_TEXTO SELECCIONADO_
━━━━━━━━━━━━━━━━
Hace un siglo, en agosto de 1909, la ciudad de Barcelona estaba bajo una represión militar, que se extendió hasta el mes de octubre. Todo había comenzado el 26 de julio con un incendio de multitud de brotes. En pocas horas, 112 edificios fueron destruidos, 80 establecimientos religiosos fueron dañados por las llamas, 33 escuelas resultaban inservibles, además de 11 hospitales. El desastre no fue resultado de un terremoto, sino de una revuelta popular. La reacción no se hizo esperar: 2.500 detenidos, 60 condenas perpetuas, 17 penas de muerte y cinco ejecutados.
Las causas del trágico episodio no son exclusivamente catalanas o españolas, sino que tuvo raíces americanas, y más concretamente cubanas. La chispa saltó en Barcelona cuando se declaró una huelga general como protesta por el embarque en el puerto de tropas con destino a Marruecos.
━━━━━━━━━━━━━━━━
_CONTENIDO DEL CONJUNTO_
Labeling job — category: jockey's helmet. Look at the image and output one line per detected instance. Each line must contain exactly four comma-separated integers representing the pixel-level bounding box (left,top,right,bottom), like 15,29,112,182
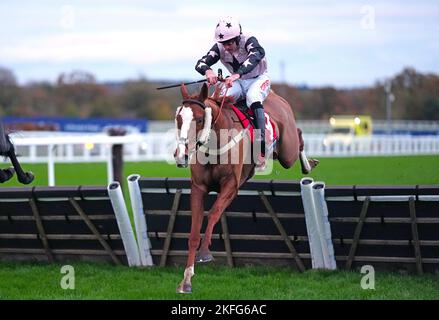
━━━━━━━━━━━━━━━━
_CONSIGNA A_
¿Cuántos establecimientos religiosos fueron dañados por las llamas según el texto sobre la revuelta de Barcelona de 1909?
_CONSIGNA B_
Copia del texto sobre la revuelta de Barcelona de 1909 el fragmento que empieza con las palabras "Las causas del" y termina con "destino a Marruecos.".

_RESPUESTA ESCRITA A_
80 establecimientos religiosos.

_RESPUESTA ESCRITA B_
Las causas del trágico episodio no son exclusivamente catalanas o españolas, sino que tuvo raíces americanas, y más concretamente cubanas. La chispa saltó en Barcelona cuando se declaró una huelga general como protesta por el embarque en el puerto de tropas con destino a Marruecos.